▸ Dataset content

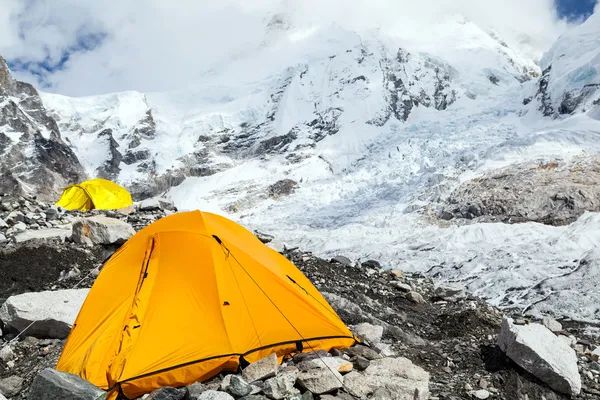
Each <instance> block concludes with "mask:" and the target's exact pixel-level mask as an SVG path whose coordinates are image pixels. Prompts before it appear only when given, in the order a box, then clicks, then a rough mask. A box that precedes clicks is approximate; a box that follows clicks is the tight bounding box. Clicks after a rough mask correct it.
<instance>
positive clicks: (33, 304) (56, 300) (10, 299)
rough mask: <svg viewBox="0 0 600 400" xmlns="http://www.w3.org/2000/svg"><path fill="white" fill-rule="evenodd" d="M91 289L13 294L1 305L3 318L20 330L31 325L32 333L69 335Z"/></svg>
mask: <svg viewBox="0 0 600 400" xmlns="http://www.w3.org/2000/svg"><path fill="white" fill-rule="evenodd" d="M88 292H89V290H88V289H67V290H58V291H46V292H35V293H23V294H20V295H17V296H11V297H9V298H8V300H6V302H5V303H4V304H3V305H2V307H1V308H0V320H2V322H4V324H6V325H8V326H10V327H12V328H14V329H15V330H17V331H19V332H20V331H22V330H24V329H25V328H27V331H26V335H28V336H37V337H42V338H56V339H65V338H66V337H67V336H68V335H69V332H70V331H71V326H72V325H73V323H74V322H75V319H76V318H77V314H78V313H79V309H80V308H81V305H82V304H83V301H84V300H85V298H86V296H87V294H88ZM58 304H60V307H57V305H58ZM34 321H35V322H34ZM32 322H34V323H33V325H31V326H29V325H30V324H31V323H32Z"/></svg>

▸ Work required
Write out every line of the records above word for word, leaving out the pictures.

▸ Solved exercise
Each <instance> block concludes with "mask:" and the target's exact pixel-level mask as an SVG path whose coordinates are image pixels. Prompts before it appear only when given, in the order a box, then clicks, then a rough mask. A box that precedes clicks is approximate; a box that follows clicks is the tight bounding box. Clicks after a rough mask correct it.
<instance>
positive clicks: (33, 304) (56, 300) (10, 299)
rough mask: <svg viewBox="0 0 600 400" xmlns="http://www.w3.org/2000/svg"><path fill="white" fill-rule="evenodd" d="M91 289L13 294L1 305L3 318L20 330L31 325L32 333L69 335Z"/></svg>
mask: <svg viewBox="0 0 600 400" xmlns="http://www.w3.org/2000/svg"><path fill="white" fill-rule="evenodd" d="M88 292H89V290H88V289H67V290H58V291H46V292H35V293H23V294H20V295H17V296H11V297H9V298H8V300H6V302H5V303H4V304H3V305H2V307H1V308H0V320H2V322H4V324H6V325H8V326H10V327H12V328H14V329H15V330H17V331H19V332H20V331H22V330H24V329H25V328H27V331H26V335H28V336H37V337H42V338H56V339H65V338H66V337H67V336H68V335H69V332H70V331H71V326H72V325H73V323H74V322H75V319H76V318H77V314H78V313H79V309H80V308H81V305H82V304H83V301H84V300H85V298H86V296H87V294H88ZM58 304H60V307H57V305H58ZM34 321H35V322H34ZM32 322H34V323H33V325H31V326H29V325H30V324H31V323H32Z"/></svg>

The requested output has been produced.